Stated exercise → Reproduce the items below without any change, starting at the line that contains "the rear door" and continuing through the final line of the items. Give only those lines.

Information provided →
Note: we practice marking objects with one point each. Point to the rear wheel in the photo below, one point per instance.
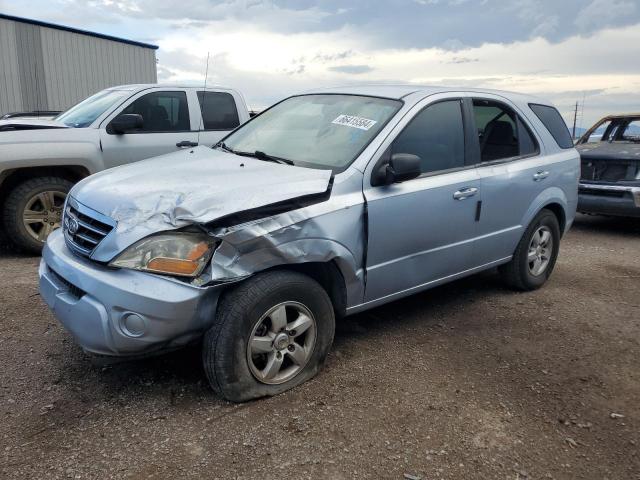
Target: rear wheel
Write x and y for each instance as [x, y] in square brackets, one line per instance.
[271, 333]
[33, 209]
[535, 255]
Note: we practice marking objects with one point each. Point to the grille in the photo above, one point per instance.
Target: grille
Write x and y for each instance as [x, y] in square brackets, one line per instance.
[83, 231]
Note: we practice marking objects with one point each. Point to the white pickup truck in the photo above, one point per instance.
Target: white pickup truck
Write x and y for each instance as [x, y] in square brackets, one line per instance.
[40, 160]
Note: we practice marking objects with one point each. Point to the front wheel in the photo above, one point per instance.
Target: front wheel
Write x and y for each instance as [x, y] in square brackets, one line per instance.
[33, 209]
[271, 333]
[536, 253]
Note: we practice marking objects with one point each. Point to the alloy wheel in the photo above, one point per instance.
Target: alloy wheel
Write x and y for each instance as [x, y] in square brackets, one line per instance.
[281, 343]
[540, 251]
[43, 214]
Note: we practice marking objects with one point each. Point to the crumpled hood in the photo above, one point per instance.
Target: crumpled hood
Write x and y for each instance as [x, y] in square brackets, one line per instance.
[13, 124]
[192, 186]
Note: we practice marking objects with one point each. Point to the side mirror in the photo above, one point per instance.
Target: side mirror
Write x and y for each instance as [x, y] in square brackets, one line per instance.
[400, 168]
[127, 122]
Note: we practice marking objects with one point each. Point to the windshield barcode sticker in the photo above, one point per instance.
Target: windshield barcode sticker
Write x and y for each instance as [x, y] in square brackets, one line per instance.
[355, 122]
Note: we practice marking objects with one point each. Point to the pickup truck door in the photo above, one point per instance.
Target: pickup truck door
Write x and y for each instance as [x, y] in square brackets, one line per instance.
[422, 230]
[220, 115]
[167, 127]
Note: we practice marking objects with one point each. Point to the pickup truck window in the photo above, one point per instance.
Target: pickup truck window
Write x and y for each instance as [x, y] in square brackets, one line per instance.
[218, 110]
[162, 111]
[85, 113]
[316, 131]
[436, 135]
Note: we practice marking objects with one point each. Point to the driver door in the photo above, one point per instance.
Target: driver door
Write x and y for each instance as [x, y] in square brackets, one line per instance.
[422, 230]
[166, 128]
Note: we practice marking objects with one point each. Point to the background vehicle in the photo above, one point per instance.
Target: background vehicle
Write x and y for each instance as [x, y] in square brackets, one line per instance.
[610, 179]
[40, 160]
[324, 205]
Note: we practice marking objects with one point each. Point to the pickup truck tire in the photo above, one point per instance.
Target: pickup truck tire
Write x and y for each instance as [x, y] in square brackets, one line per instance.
[536, 253]
[40, 194]
[253, 349]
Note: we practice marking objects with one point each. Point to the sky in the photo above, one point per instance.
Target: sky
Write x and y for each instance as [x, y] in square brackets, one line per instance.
[563, 50]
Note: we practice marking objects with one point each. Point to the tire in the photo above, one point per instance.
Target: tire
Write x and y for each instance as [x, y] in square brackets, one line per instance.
[231, 368]
[55, 190]
[519, 273]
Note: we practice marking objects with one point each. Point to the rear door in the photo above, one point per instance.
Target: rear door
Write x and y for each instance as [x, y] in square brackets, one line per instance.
[511, 172]
[167, 127]
[422, 230]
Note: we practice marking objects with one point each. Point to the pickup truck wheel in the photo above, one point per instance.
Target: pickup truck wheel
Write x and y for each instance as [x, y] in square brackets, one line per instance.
[271, 333]
[535, 255]
[33, 209]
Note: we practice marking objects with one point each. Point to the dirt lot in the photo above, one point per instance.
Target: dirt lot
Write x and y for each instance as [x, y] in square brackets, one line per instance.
[465, 381]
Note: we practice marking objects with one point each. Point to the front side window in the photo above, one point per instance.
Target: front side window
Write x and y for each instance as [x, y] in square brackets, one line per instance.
[598, 134]
[631, 132]
[86, 112]
[162, 111]
[218, 110]
[436, 135]
[317, 131]
[501, 132]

Full output →
Note: we practice marking objects with one point each. Point to the rear door in the photo above, one point per instance.
Target: rear door
Write x and y for each instance as [x, y] in square brackets, one line per instance.
[511, 172]
[167, 127]
[422, 230]
Note: we practice marking objects with one point each. Point to the pickup truck wheel in the photo above, one point per instance.
Target: pickup truck wheel
Write x and y for each instance as [x, y] in square brackets, one line per instance.
[271, 333]
[535, 255]
[33, 209]
Note: we practice marking objects with one point each. Point to the dirt lot in the photo above, one point per instance.
Target: dirt lot
Write x and y for each instance as [x, y] in square brackets, one line per instance.
[465, 381]
Note: we practice marking objects with one point each. Point to the front side window in the photo above, one point per instance.
Target: front side window
Write x and y for each instance as [x, y] in square brackets, one line per instance.
[598, 134]
[631, 132]
[86, 112]
[162, 111]
[218, 110]
[436, 135]
[317, 131]
[501, 132]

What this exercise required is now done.